■ What the exercise asks:
Everything from the line holding "Reviewer note: make sure every instance of the chrome grille" through the last line below must be repeated exactly, and nothing else.

■ Records to process:
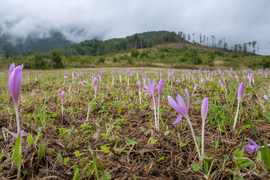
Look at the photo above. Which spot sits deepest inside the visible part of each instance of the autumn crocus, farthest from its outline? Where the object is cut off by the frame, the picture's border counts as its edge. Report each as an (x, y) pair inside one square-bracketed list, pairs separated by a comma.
[(65, 77), (120, 77), (160, 86), (240, 94), (204, 110), (265, 97), (113, 76), (15, 135), (128, 72), (88, 111), (62, 95), (14, 83), (28, 76), (195, 87), (100, 75), (182, 109), (140, 96), (251, 148), (151, 88), (95, 80)]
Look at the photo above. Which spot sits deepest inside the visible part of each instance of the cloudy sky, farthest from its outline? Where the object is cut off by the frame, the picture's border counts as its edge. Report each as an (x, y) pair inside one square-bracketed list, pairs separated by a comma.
[(238, 21)]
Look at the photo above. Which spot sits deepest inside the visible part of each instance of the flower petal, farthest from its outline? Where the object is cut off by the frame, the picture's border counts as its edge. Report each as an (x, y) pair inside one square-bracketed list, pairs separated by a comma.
[(174, 104), (179, 118)]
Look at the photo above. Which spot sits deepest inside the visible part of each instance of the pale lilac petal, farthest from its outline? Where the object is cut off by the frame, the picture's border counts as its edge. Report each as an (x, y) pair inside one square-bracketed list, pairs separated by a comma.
[(204, 108), (181, 104), (250, 140), (146, 87), (174, 104), (187, 98), (179, 118)]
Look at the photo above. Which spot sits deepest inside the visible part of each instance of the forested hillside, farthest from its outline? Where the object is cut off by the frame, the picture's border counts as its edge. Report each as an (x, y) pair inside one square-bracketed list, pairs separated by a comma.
[(15, 46)]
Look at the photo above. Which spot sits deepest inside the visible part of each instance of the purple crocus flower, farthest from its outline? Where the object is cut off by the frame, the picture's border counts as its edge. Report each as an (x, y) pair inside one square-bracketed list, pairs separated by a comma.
[(81, 83), (265, 97), (251, 148), (204, 110), (62, 95), (151, 88), (88, 111), (195, 87), (140, 85), (95, 80), (182, 109), (160, 86), (240, 94), (15, 135), (14, 82)]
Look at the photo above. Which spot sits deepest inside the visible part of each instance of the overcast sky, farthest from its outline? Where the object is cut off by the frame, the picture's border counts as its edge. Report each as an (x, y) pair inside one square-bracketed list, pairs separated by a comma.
[(238, 21)]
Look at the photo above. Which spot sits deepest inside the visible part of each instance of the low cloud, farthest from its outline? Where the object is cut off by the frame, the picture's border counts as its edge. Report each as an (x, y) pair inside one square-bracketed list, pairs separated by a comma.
[(238, 21)]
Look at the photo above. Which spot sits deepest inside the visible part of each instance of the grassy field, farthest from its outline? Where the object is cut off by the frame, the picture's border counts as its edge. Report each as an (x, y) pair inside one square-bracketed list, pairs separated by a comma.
[(120, 139)]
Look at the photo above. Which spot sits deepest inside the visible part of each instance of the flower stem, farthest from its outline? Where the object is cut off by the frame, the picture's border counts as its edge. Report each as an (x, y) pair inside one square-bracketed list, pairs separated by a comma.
[(203, 136), (194, 138), (18, 131), (236, 115), (140, 96), (153, 98)]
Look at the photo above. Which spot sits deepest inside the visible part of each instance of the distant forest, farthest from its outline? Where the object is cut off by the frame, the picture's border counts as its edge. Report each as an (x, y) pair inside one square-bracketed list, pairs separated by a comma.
[(97, 47)]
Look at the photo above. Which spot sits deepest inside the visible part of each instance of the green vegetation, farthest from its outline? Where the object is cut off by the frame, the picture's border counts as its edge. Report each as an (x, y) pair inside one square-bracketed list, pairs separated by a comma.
[(156, 49)]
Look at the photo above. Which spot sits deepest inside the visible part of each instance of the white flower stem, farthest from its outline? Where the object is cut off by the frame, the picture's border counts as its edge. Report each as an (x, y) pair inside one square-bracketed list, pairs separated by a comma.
[(87, 114), (18, 131), (153, 97), (194, 138), (203, 136), (236, 115), (62, 110), (128, 81), (158, 112)]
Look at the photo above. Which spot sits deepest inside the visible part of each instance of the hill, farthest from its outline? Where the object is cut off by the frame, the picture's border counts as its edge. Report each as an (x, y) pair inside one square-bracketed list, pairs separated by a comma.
[(17, 46)]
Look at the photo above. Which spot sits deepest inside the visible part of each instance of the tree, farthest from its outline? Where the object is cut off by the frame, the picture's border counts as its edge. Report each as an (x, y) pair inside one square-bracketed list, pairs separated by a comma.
[(56, 56)]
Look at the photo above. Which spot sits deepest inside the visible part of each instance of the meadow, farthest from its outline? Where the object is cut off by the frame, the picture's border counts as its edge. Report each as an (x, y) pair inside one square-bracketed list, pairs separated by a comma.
[(101, 124)]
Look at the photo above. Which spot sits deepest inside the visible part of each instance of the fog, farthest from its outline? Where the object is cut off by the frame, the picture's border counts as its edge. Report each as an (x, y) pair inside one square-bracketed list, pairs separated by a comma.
[(238, 21)]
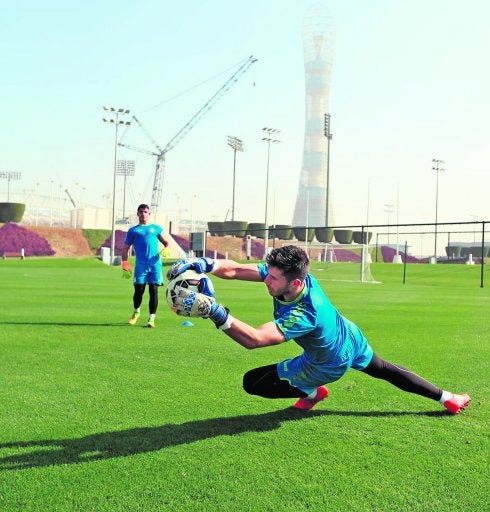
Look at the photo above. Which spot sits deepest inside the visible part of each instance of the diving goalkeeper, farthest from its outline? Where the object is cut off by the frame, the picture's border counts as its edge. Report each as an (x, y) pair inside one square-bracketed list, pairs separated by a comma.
[(302, 312)]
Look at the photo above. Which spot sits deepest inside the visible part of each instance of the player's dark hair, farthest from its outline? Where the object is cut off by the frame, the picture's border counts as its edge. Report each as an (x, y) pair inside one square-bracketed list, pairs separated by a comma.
[(292, 261)]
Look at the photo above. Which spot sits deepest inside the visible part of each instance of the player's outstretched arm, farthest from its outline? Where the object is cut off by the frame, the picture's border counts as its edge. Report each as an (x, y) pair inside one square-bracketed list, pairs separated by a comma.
[(189, 303), (226, 269)]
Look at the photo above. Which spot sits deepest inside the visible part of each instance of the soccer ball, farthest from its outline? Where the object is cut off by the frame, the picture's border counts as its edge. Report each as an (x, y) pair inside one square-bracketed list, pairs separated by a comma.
[(189, 280)]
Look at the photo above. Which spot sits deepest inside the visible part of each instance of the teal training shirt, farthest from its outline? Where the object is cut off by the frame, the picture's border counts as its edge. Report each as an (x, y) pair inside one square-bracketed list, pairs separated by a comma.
[(144, 239), (329, 340)]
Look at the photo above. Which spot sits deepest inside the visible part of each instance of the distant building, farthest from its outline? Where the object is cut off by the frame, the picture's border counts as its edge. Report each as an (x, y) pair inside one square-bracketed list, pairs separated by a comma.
[(318, 44)]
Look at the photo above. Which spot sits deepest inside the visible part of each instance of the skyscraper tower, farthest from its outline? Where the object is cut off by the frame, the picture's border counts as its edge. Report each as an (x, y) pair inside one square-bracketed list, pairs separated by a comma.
[(318, 45)]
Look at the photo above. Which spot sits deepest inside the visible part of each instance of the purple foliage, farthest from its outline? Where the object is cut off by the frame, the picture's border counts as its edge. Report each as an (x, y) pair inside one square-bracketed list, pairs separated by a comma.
[(13, 238)]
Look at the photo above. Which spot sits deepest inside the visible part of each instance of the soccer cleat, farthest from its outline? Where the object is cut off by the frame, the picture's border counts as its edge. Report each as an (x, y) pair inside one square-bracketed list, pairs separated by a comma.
[(457, 403), (134, 318), (306, 404)]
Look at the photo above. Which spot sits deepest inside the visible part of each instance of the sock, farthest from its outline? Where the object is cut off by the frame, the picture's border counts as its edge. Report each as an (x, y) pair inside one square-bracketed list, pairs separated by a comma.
[(312, 395), (446, 395)]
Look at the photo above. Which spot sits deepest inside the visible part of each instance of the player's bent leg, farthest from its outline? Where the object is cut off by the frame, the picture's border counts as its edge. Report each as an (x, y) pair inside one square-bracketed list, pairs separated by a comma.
[(139, 290), (413, 383), (153, 304), (265, 382), (310, 401), (402, 378)]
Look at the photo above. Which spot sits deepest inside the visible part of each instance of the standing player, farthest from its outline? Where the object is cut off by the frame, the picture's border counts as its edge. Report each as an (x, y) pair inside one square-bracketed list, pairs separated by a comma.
[(144, 238), (302, 312)]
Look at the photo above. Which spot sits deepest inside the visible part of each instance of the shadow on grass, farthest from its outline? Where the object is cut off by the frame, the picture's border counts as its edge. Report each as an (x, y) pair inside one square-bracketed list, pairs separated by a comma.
[(72, 324), (134, 441)]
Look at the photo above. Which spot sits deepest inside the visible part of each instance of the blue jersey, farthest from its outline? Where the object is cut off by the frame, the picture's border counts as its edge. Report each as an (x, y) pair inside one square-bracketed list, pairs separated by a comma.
[(144, 239), (331, 343)]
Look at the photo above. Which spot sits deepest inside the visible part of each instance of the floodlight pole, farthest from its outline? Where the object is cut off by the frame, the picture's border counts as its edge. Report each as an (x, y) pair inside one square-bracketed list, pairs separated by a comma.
[(9, 176), (328, 134), (436, 167), (125, 168), (237, 145), (115, 113), (389, 211), (268, 132)]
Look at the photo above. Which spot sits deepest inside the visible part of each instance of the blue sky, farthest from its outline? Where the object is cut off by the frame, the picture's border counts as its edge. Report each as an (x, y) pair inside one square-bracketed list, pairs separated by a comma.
[(410, 82)]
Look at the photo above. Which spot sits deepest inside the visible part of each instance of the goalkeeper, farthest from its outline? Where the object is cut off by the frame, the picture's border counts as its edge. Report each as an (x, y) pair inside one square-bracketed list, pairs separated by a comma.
[(302, 312), (144, 237)]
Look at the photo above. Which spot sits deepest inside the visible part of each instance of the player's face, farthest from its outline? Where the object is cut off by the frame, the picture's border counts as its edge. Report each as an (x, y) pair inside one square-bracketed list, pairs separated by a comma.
[(143, 215), (277, 284)]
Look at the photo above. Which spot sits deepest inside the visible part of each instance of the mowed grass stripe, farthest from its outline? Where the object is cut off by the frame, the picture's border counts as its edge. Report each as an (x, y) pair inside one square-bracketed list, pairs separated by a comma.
[(100, 415)]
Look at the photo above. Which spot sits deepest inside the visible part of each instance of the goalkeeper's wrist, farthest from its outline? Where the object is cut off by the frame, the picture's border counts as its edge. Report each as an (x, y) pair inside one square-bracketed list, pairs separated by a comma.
[(208, 265), (221, 317)]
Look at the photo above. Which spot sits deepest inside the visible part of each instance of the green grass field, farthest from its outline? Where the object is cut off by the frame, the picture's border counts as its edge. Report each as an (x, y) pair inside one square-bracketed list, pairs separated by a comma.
[(98, 415)]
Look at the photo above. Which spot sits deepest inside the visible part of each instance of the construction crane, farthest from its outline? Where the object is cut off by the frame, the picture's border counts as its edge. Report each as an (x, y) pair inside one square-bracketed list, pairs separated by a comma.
[(160, 153), (71, 198)]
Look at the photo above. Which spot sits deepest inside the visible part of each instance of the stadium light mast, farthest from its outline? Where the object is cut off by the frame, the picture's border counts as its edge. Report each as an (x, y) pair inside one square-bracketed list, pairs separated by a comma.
[(328, 134), (9, 176), (436, 167), (115, 113), (237, 145), (125, 168), (269, 133), (389, 211)]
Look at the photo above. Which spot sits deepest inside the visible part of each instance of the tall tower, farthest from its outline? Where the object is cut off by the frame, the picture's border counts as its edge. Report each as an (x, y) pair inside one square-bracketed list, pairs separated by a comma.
[(318, 45)]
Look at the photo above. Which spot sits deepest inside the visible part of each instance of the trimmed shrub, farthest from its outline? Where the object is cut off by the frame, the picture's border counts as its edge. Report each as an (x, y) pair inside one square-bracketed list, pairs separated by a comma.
[(324, 235), (216, 228), (453, 251), (343, 236), (300, 233), (235, 228), (12, 212), (256, 229), (96, 237), (362, 237), (283, 231), (119, 241)]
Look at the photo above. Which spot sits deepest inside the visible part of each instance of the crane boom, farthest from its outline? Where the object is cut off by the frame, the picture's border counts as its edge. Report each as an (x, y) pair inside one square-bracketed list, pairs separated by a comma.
[(160, 164), (70, 198), (208, 105)]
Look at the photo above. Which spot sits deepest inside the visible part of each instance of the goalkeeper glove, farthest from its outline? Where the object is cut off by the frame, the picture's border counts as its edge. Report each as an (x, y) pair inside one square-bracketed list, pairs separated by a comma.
[(126, 266), (200, 265), (127, 270), (189, 303)]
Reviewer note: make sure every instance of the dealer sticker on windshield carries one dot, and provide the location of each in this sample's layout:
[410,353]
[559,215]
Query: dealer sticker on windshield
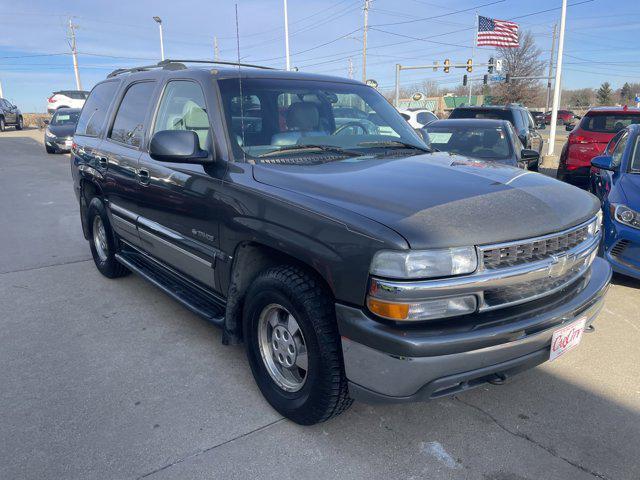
[566,338]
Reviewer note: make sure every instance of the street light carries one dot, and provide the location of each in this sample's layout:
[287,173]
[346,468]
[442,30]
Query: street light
[159,22]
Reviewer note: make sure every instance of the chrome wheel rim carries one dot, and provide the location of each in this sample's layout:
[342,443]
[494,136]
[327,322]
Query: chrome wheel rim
[100,238]
[282,347]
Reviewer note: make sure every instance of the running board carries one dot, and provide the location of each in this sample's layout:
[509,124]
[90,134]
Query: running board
[191,296]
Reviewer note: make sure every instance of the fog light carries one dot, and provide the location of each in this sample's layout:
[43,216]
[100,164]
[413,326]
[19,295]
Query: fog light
[423,310]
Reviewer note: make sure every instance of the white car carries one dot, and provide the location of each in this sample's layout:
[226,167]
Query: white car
[418,117]
[66,99]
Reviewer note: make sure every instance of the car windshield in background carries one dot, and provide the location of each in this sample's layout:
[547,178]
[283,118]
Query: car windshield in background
[488,113]
[487,143]
[608,123]
[63,118]
[280,115]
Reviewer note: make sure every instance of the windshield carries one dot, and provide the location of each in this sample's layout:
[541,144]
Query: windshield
[274,115]
[488,143]
[65,118]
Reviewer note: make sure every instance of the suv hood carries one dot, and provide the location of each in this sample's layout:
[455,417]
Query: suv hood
[440,200]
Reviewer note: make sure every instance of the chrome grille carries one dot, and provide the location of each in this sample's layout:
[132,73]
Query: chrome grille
[527,251]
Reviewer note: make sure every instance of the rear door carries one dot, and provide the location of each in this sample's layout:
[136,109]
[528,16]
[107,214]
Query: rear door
[121,151]
[180,205]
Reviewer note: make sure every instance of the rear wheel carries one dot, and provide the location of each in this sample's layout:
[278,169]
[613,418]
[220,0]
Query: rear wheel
[293,345]
[103,242]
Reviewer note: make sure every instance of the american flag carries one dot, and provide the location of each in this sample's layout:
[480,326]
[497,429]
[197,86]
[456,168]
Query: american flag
[497,33]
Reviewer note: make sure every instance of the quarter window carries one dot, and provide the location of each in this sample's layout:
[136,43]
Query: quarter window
[128,126]
[183,108]
[95,109]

■ Finished task:
Reviewer note: make sure every instance of the chrome grille carries one dot, and provide the location of each in this sample's layout:
[132,73]
Query: chrome grille
[527,251]
Reviewer note: make sure every instance of the rear door carries one dot, and provide the location of each in this sample's layout:
[136,109]
[528,16]
[107,214]
Query: rear door
[121,151]
[180,205]
Reviewer note: make sure every instance of the rear wheel carries one dot, and provide the location of each in this sample's layout:
[278,169]
[613,418]
[220,0]
Query: rear wheel
[293,345]
[103,242]
Reviewer note: make sure every instance of the american flag carries one dot, and provide the location of each in this sample's layout:
[480,326]
[497,429]
[197,86]
[456,168]
Query: american flag
[497,33]
Reviewer note: make sure every instance of the quarter window carries one dot, and provide the location of each in this sample's layout:
[136,43]
Query: quarter window
[128,126]
[183,108]
[95,109]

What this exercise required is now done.